DIRECTIONS: Continue the custom metrics page below from the point where it stops.

QUOTED TEXT:
┌──

Skip to content

Custom Metrics

Custom Metrics for Agent Evaluation

Supported in ADKPython v1.18.0

If you require specialized metrics tailored to your specific use cases or domains that are not covered by built-in options, you can define your own custom metrics.

Define a Custom Metric

A custom metric is a Python function that evaluates an agent's performance on a given evaluation case and returns an EvaluationResult. The function receives the EvalMetric, the list of Invocation objects produced by the agent during the evaluation run, and optionally, a list of expected invocations or a ConversationScenario as defined in the eval case.

Each Invocation object represents a single turn of interaction between the user and the agent, and contains information such as tool trajectory, intermediate responses, and final response for that turn.

Your custom metric function must have the following signature:

from typing import Optional
from google.adk.evaluation.eval_case import Invocation
from google.adk.evaluation.eval_metrics import EvalMetric
from google.adk.evaluation.conversation_scenarios import ConversationScenario
from google.adk.evaluation.evaluator import EvaluationResult

def my_custom_metric_function(
    eval_metric: EvalMetric,
    actual_invocations: list[Invocation],
    expected_invocations: Optional[list[Invocation]],
    conversation_scenario: Optional[ConversationScenario],
) -> EvaluationResult:
  ...

The function should return an EvaluationResult object with the overall_score, overall_eval_status, and per_invocation_results fields populated.

Example

Here is a simple example of a custom metric that checks if the agent's final response in each turn matches the expected final response exactly.

import statistics
from typing import Optional

from google.adk.evaluation.conversation_scenarios import ConversationScenario
from google.adk.evaluation.eval_case import Invocation
from google.adk.evaluation.eval_metrics import EvalMetric
from google.adk.evaluation.eval_metrics import EvalStatus
from google.adk.evaluation.evaluator import EvaluationResult, PerInvocationResult

def check_final_response_exact_match(
    eval_metric: EvalMetric,
    actual_invocations: list[Invocation],
    expected_invocations: Optional[list[Invocation]],
    conversation_scenario: Optional[ConversationScenario],
) -> EvaluationResult:
  """Checks if the final response of the first turn matches the expected
  response."""

└──

DATA:
┌──

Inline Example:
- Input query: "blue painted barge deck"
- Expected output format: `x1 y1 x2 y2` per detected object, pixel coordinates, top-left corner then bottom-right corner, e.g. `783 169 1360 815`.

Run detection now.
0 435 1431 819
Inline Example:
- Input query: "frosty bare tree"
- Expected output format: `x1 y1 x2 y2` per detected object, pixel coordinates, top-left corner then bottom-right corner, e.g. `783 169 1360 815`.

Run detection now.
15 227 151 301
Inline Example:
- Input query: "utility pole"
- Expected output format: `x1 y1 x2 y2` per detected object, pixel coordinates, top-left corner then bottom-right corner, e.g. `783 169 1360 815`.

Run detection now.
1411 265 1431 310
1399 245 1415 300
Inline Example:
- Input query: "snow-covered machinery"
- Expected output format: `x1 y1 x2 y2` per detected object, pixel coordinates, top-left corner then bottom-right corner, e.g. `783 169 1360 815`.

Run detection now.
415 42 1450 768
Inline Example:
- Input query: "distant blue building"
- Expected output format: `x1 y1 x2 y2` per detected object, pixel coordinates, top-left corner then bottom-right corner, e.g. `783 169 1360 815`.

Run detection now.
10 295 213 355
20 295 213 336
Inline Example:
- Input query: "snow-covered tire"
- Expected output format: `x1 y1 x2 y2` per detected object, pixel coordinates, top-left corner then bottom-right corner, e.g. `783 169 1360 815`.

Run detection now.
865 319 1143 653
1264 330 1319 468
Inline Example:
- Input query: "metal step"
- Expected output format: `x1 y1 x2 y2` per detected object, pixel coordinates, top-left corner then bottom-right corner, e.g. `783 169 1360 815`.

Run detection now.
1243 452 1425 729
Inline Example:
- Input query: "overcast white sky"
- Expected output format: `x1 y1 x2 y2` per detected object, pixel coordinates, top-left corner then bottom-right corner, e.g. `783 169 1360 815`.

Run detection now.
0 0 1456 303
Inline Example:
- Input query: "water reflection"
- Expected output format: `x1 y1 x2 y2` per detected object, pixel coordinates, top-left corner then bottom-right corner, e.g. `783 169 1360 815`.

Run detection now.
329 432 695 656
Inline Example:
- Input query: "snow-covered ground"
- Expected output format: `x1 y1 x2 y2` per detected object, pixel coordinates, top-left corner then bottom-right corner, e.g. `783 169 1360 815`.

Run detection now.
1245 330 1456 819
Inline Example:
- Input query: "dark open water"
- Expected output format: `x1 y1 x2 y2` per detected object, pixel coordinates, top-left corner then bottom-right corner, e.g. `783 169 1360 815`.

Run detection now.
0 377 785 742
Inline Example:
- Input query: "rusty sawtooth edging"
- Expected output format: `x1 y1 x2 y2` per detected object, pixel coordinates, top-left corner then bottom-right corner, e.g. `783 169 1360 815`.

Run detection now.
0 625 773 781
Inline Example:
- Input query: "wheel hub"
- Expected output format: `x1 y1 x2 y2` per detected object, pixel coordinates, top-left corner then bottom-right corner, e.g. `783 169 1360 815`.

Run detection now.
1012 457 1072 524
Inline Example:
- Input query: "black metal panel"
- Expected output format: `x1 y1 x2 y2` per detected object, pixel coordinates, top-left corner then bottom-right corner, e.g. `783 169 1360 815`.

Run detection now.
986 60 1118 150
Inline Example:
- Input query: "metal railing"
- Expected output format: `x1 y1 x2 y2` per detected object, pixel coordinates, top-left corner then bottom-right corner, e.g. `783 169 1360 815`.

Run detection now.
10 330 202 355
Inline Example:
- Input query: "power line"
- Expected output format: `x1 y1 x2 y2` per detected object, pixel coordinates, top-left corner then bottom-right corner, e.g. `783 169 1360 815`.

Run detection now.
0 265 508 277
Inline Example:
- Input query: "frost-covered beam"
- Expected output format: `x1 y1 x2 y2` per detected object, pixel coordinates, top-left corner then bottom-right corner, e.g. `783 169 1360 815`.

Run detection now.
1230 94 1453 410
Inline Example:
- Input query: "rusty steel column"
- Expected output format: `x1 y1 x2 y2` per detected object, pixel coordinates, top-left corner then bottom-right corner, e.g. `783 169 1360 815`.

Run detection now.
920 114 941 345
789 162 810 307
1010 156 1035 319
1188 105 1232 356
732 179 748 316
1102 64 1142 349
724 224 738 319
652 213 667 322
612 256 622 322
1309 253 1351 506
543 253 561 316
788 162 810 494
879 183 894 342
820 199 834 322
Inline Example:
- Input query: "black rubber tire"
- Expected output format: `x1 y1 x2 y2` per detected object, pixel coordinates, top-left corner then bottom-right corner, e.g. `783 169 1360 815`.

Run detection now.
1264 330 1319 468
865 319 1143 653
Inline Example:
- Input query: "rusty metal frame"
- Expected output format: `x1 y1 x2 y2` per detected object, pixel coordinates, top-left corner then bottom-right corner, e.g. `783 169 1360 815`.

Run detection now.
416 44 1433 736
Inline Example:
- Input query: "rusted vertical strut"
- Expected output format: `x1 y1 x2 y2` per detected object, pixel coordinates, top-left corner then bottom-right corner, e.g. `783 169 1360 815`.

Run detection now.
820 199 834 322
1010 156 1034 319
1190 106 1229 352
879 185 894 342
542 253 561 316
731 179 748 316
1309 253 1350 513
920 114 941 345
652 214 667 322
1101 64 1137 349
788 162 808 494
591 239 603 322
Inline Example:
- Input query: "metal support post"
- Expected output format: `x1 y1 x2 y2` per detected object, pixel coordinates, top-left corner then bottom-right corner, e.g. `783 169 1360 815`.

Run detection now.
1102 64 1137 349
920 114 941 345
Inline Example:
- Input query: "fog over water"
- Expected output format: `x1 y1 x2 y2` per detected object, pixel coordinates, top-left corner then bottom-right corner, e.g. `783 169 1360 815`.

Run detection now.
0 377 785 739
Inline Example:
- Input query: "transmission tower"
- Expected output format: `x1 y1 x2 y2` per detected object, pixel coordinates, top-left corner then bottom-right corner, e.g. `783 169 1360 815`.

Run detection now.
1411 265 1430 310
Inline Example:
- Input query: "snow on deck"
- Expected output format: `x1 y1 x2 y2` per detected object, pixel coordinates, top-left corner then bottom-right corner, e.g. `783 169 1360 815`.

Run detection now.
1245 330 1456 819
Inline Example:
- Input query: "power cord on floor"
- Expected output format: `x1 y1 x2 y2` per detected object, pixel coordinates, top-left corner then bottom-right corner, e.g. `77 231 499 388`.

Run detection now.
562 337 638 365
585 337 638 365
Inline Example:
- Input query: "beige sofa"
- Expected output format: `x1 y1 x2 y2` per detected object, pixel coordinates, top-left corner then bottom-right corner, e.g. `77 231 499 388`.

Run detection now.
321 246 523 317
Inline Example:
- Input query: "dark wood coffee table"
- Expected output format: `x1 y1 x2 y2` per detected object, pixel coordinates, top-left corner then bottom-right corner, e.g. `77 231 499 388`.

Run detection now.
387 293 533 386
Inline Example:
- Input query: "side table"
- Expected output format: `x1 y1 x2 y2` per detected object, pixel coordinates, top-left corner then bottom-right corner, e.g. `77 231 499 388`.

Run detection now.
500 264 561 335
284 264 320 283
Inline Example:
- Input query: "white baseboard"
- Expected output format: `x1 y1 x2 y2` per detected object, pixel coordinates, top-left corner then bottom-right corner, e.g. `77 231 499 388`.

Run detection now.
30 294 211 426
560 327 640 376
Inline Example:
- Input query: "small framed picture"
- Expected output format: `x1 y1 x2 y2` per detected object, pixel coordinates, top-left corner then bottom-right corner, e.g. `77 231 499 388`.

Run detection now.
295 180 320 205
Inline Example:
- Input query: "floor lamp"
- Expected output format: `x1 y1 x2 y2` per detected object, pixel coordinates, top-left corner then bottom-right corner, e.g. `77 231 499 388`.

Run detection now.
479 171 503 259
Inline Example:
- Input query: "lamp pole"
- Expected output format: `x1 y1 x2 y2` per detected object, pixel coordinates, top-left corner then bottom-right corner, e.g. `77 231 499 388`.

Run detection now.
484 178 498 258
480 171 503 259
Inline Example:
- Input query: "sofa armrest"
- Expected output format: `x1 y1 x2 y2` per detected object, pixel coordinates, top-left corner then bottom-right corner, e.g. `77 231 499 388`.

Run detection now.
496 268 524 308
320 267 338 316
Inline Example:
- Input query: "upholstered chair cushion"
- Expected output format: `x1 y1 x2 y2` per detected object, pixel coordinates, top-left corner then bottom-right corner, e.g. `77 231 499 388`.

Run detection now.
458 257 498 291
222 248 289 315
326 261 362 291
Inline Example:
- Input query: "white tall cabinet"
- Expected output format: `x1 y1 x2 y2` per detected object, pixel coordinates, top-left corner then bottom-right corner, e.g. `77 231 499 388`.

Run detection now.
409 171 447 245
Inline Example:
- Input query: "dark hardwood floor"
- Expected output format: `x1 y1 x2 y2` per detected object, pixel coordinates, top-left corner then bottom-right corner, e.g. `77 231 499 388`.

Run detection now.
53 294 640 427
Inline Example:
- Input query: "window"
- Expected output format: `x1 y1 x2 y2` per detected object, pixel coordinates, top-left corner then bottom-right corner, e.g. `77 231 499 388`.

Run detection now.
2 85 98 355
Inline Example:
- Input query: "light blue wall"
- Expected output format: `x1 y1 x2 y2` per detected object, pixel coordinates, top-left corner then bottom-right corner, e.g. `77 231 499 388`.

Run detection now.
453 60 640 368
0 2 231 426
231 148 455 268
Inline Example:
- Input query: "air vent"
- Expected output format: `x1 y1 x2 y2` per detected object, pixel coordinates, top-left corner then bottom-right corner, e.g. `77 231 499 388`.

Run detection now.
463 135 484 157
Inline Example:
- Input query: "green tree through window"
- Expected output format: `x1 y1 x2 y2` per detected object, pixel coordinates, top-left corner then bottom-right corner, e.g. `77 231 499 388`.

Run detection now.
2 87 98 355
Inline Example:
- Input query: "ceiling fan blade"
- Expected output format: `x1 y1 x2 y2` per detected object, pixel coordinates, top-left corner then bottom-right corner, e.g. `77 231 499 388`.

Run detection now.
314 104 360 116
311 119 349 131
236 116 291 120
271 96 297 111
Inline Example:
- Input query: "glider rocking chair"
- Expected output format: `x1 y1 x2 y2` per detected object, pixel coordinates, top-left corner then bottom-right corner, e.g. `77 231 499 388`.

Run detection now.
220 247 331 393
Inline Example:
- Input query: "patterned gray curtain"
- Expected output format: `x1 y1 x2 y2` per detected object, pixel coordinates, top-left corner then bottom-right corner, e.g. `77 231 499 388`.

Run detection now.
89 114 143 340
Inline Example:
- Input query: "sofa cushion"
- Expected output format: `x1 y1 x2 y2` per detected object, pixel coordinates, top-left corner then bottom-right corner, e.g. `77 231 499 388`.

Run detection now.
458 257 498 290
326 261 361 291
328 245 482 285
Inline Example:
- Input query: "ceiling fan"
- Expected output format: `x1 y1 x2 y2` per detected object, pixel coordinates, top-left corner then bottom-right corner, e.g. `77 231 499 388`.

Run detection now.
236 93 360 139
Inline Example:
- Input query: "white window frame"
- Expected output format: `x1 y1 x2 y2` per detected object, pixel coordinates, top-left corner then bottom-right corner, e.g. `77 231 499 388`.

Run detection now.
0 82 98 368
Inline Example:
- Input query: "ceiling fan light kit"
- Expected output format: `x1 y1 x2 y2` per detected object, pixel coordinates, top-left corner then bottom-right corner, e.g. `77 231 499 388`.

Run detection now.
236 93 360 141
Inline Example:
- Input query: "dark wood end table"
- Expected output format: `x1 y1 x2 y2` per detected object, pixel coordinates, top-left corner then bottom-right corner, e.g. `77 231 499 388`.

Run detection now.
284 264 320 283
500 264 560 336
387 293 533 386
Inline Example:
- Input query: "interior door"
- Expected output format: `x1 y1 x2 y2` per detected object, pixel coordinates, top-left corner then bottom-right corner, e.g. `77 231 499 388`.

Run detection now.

└──

FINAL ANSWER:
  if not expected_invocations:
    return EvaluationResult(overall_score=0.0, overall_eval_status=EvalStatus.NOT_EVALUATED)

  per_invocation_results = []

  for actual, expected in zip(actual_invocations, expected_invocations):
    actual_final_response = "".join([part.text for part in actual.final_response.parts])
    expected_final_response = "".join([part.text for part in expected.final_response.parts])
    score = 1.0 if actual_final_response == expected_final_response else 0.0
    eval_status = EvalStatus.PASSED if score else EvalStatus.FAILED
    invocation_result = PerInvocationResult(
        actual_invocation=actual,
        expected_invocation=expected,
        score=score,
        eval_status=eval_status
    )
    per_invocation_results.append(invocation_result)

  average_score = statistics.mean(result.score for result in per_invocation_results)

  threshold = eval_metric.criterion.threshold
  overall_eval_status = (
    EvalStatus.PASSED if average_score >= threshold else EvalStatus.FAILED
  )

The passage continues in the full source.